(Given passage)
....................
Statistical analysis
The CV is defined as the ratio between the standard deviation and the mean of the contact histograms at fixed distance s; to take into account the finite-size effect, we discarded bins at the edge of the contact matrix in order to keep the statistics (number of bins) for different values of s constant, up to s < 15,000 bp in DpnII and s < 70,000 bp in HindIII datasets. To show that the improvement is specific to the new restriction pattern and is unlikely to be find spontaneously within the genome, we compared the SynIV-3C results with seven regions of similar size along chromosome 4 (460,856-590,306 bp; 590,306-719,756 bp; 849,206-978,656 bp; 978,656-1,108,106 bp;1,108,106-1,237,556 bp;1,2375,56-1,367,006 bp; 1,367,006-1,496,456 bp). The quality improvement was assessed by computing the logarithm of the ratio of the CVs of the SynIV-3C and native region (Fig EV5).
Southern blot analysis of crossing over formation at the CCT6 hotspot
The CCT6 locus was chosen because it is the strongest Spo11-induced DSB hotspot in the synthetic region (Pan et al, 2011). Cells were harvested and DNA was extracted as described (Oh et al, 2009), except that no crosslinking step was performed. The DNA was digested with NdeI and XbaI (New England Biolabs), migrated on a 1% UltraPure Agarose (Invitrogen) 1X TAE for 15 hours at 70 V, and capillary transferred onto a Hybond-XL membrane (GE Healthcare) following the manufacturer instructions. Southern blot hybridization was performed at 65°C in Church buffer (1% BSA, 0.25 M Na2HPO4 pH 7.3, 7% SDS, 1 mM EDTA) with a 1,104 bp-long radiolabeled probe corresponding to the rightmost region common to both the native and SynIV-3C restriction fragments (obtained from SK1 genomic DNA with primers 5’- TGGTGAAGAACTCAGGATTC-3’ and 5’-CAGTTACAATGAAGTCCAGG-3’) and radiolabeled phage lambda DNA (molecular ladder). Radiolabeling was performed with P32-αdCTP with the High Prime labeling kit (Roche) following the manufacturer instructions. The membrane was washed, exposed O/N, and the storage Phosphor Screen (GE Healthcare) was scanned on a Typhoon phosphorimager (Molecular Dynamics). The length of the native and SynIV-3C parental fragments are 5,135 bp and 6,157 bp, respectively. CO formation generates two recombinants of 4,453 bp and 6,839 bp. Quantifications were performed under ImageQuant 5.2 (Molecular Dynamics).
....................
(Data under study)

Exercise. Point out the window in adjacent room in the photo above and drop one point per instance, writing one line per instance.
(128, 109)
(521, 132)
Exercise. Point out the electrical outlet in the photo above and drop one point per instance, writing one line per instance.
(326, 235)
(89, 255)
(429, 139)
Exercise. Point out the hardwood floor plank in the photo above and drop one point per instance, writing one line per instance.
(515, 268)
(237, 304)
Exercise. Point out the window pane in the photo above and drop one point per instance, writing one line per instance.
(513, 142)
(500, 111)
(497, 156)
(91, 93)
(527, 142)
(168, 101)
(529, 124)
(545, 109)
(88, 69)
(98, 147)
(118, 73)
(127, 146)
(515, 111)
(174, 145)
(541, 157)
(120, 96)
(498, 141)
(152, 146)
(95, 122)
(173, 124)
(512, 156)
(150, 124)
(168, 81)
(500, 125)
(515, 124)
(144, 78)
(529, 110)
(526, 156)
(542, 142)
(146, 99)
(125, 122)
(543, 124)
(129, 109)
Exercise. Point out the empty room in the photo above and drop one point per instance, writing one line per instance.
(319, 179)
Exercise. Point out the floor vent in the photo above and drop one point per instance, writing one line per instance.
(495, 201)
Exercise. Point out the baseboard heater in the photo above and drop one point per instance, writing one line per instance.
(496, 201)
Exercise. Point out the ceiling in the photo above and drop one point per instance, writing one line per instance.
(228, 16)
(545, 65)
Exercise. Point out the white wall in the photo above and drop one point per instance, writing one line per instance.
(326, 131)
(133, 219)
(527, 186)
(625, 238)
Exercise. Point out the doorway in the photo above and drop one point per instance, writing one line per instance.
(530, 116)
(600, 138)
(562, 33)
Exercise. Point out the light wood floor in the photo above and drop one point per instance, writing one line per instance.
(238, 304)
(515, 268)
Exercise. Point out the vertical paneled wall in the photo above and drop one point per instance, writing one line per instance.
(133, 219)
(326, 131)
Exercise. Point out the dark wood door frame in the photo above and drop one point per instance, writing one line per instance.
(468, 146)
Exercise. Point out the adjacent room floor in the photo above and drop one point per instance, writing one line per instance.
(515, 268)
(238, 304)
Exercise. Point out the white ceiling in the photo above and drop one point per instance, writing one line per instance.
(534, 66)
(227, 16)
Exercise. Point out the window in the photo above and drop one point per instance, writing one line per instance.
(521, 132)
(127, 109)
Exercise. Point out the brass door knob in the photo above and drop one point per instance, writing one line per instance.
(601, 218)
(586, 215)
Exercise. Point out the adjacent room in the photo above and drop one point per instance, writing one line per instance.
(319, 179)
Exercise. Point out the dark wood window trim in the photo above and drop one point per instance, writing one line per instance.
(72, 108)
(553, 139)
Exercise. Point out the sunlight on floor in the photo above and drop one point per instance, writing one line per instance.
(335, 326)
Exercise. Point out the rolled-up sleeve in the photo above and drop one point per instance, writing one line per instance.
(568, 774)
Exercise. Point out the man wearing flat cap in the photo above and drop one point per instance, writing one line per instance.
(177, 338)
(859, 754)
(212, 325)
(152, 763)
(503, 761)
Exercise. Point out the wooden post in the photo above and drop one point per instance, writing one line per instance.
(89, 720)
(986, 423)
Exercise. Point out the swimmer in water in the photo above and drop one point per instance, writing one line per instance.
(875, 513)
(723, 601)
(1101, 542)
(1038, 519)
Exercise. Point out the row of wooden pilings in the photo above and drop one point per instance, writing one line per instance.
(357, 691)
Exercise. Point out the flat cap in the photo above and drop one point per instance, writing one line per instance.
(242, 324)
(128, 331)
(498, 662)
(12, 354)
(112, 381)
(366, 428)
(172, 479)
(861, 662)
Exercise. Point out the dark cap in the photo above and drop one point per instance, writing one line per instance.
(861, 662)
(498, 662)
....................
(Task prompt)
Continue the methods text on statistical analysis and Southern blot detection of crossovers at the CCT6 hotspot, starting after its last sentence.

(Written response)
Author contributions
HM, SDD, BL, OE, NA, GF and RK designed the sequence. HM assembled the chromosome and performed the Hi-C experiments with GM. AP analyzed meiotic recombination. VS and JM analyzed the data, with contribution from LLS. RK conceived the study and wrote the manuscript, with contributions from JM, VS, HM, AP, and BL.
Conflict of interest
The authors declare no competing financial interests.
Acknowledgements
We thank Jef Boeke for the Sc2.0 PCRTags sequences for chromosome 4 and for fruitful discussions and comments on the manuscript. We thank Elodie Pirayre and Ivan Moszer for contributing to the initial steps of the design of the algorithm, and Nancy Kleckner, Gianni Liti, Axel Cournac, Martial Marbouty, Luciana Lazar-Stefanita for discussions. Vittore Scolari and Héloïse Muller are recipients of Pasteur-Roux-Cantarini fellowships. This research was supported by funding to R.K. from the European Research Council under the 7th Framework Program (FP7/2007-2013, ERC grant agreement 260822), from ERASynBio and Agence Nationale pour la Recherche (IESY ANR-14-SYNB-0001-03), and to R.K. O.E. and B.L. from Agence Nationale pour la Recherche (MeioRec ANR-13-BSV6-0012).